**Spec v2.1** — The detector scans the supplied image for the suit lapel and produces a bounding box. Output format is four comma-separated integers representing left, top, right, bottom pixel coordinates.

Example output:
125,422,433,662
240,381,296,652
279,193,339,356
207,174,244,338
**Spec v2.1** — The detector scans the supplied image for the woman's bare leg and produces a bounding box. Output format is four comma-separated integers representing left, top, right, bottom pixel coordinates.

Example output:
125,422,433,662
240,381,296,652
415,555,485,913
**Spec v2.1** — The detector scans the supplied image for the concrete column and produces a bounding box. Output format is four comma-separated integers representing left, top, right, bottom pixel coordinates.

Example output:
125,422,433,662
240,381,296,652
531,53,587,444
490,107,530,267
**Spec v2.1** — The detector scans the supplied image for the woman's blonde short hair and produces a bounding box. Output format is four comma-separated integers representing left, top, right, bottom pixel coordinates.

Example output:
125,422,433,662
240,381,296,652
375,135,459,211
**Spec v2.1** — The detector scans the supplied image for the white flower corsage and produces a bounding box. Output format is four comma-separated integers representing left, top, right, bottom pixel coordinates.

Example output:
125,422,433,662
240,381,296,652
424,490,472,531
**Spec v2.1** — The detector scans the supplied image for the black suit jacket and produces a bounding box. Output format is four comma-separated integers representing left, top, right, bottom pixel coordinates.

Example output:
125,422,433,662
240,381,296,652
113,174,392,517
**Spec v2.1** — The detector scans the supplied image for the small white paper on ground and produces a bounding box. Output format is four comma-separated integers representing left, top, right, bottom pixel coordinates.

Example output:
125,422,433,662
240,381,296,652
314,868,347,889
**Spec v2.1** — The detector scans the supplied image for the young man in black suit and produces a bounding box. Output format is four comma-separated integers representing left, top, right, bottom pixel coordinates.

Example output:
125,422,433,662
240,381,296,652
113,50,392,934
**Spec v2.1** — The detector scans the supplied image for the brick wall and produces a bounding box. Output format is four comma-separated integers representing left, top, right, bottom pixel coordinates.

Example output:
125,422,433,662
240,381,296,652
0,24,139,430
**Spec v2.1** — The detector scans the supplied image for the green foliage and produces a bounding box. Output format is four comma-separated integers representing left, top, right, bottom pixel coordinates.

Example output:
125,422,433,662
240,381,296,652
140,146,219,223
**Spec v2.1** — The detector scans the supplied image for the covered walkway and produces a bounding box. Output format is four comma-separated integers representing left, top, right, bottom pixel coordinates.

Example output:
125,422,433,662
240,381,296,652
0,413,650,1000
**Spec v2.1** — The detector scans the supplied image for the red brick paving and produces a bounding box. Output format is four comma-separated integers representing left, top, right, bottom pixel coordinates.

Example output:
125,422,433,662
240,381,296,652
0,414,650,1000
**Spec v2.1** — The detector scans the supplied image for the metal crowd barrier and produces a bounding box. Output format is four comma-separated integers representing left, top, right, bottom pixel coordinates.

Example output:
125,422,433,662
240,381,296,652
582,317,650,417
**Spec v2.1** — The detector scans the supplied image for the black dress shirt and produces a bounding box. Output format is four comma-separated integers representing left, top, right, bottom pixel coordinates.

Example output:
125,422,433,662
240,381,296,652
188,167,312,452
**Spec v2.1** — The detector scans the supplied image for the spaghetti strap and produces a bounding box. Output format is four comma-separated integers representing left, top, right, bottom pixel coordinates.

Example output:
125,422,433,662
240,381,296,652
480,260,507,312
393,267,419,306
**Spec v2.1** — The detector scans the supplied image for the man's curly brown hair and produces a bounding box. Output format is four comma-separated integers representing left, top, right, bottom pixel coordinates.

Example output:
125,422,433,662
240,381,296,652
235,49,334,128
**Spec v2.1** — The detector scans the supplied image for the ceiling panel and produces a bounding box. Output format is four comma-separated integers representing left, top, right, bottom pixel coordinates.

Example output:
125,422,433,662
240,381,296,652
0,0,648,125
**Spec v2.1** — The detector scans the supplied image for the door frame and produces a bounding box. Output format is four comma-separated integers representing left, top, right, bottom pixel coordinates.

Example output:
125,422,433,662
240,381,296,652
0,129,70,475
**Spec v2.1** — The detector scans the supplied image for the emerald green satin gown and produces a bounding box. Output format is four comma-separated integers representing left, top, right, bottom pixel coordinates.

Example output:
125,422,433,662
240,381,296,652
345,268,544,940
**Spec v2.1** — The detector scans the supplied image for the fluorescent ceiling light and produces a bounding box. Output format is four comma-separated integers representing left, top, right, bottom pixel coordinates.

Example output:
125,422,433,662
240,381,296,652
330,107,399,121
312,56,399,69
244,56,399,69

--- Objective ---
Can you repeat the listing above, substituting "rectangle" for every "bounding box" and changing nothing else?

--- Correct answer ---
**Spec v2.1** — The detector scans the supplied image for the suit lapel and produces a rectangle. Output format is four comma-separated integers representing left, top, right, bottom pixel coordinates.

Example output:
125,422,433,662
240,381,296,652
279,193,339,356
207,174,244,338
**Spec v2.1** — The detector scans the supplied image for the woman's bare leg and produces a rectangle. Output format is four comma-separated integers representing left, top, right, bottom pixel coordinates.

Example output:
125,422,433,662
240,381,296,652
415,555,485,913
**Spec v2.1** — The detector scans the supplied image for the concrete column and produces a rectangle. Output format is four comma-separated integers representing left, top, right, bottom pixel coordinates.

Example output:
125,422,433,662
240,381,296,652
531,53,587,444
490,107,530,267
**Spec v2.1** — The detector scans the supplied image for the woman's blonde short hair and produces a rectangle. Output format is four comma-separated integers representing left, top, right, bottom pixel coordinates.

Example output:
125,422,433,662
240,381,296,652
375,135,459,211
**Spec v2.1** — The detector scans the supplied image for the white flower corsage and produces a rectangle. Output format is four comma-separated integers representing left, top, right, bottom pixel coordinates.

Example output:
125,422,433,662
240,381,296,652
424,490,472,531
**Spec v2.1** — The detector scans the supplied image for the black suit jacket and produces a rectangle. Output format is four comma-separated integers representing left, top, right, bottom pixel coordinates.

Example output:
125,422,433,662
240,381,296,652
113,174,392,517
**Spec v2.1** — The detector scans the supplied image for the small white paper on ground and produces a rectangle. Output format is four comma-separated integers representing left, top, right, bottom pixel coordinates.

Example output:
125,422,433,662
240,381,296,652
314,868,347,889
**Spec v2.1** — The detector scans the supplied image for the young man in black suit and produces a rectangle. Output format is four comma-separated integers representing left, top, right, bottom pixel coordinates.

Example output:
125,422,433,662
240,381,296,652
113,50,392,934
**Spec v2.1** — The detector scans the supplied image for the brick wall and produces a rectangle. Output format is four comma-separated integers representing left, top, right, bottom pixel coordinates.

Example output:
125,422,433,662
240,381,296,652
0,24,139,430
**Spec v2.1** — The detector scans the supplied image for the green foliage and produces a rectangle. Output format is four comma-separated integers representing left, top, right, bottom pixel coordinates.

Example output:
125,422,433,662
240,381,296,652
140,146,219,223
**Spec v2.1** — The detector scans the supplied image for the covered walkway and produces a rectangle. Output format is four comma-separated integers representing left, top, right, bottom pixel coordinates.

Example output:
125,422,433,662
240,381,296,652
0,413,650,1000
**Spec v2.1** — The detector scans the supplied image for the red brick paving and produces a rectangle. Output format is four comma-separated integers representing left, top, right, bottom pixel coordinates.

Example output:
125,422,433,662
240,381,296,652
0,414,650,1000
**Spec v2.1** — The detector scans the supplied image for the metal crowd barrier and produces a rectangle. Output format is four comma-separated integers representing left, top, right, bottom pixel coordinates.

Example output:
125,422,433,662
240,381,296,652
582,317,650,417
**Spec v2.1** — The detector scans the supplied image for the black dress shirt and produces a rectangle. Output format is four comma-separated integers representing left, top, right, bottom pixel coordinates.

Example output:
125,422,433,662
240,381,296,652
188,167,312,452
**Spec v2.1** — The detector scans the supplied image for the spaghetti strap and produces a rectangle. Output format is four comma-separated integers representing left, top, right, bottom pixel coordinates.

Example output:
125,422,433,662
240,381,296,652
480,260,507,312
393,267,419,306
**Spec v2.1** — The detector scans the supplied image for the man's curly brown hair and produces a rectangle. Output format is four comma-separated integers representing left, top, right, bottom pixel coordinates.

Example output:
125,422,433,662
240,381,296,652
235,49,334,128
**Spec v2.1** — The detector scans the supplied image for the ceiling panel and produces a rectangle. Output format is four comma-separated integers representing left, top, right, bottom pixel coordinates.

Example output:
125,422,433,662
240,381,296,652
0,0,648,125
**Spec v2.1** — The detector scans the supplied image for the door frame and produces a rectangle. Output format is four comma-separated integers representing left, top, right, bottom pixel coordinates.

Example output:
125,422,433,662
240,381,296,652
0,129,70,475
**Spec v2.1** — The detector scans the supplied image for the emerald green satin gown and produces a rectangle. Output format is four comma-separated integers representing left, top, right, bottom pixel coordinates.

Example output:
125,422,433,662
240,381,296,652
345,268,544,940
**Spec v2.1** — The detector scans the supplied image for the fluorescent ceiling light and produces a rectangle. Output format is four comma-separated integers representing left, top, right, bottom pixel coordinates.

Example output:
125,422,433,662
240,381,296,652
330,107,399,121
312,56,399,69
244,56,399,69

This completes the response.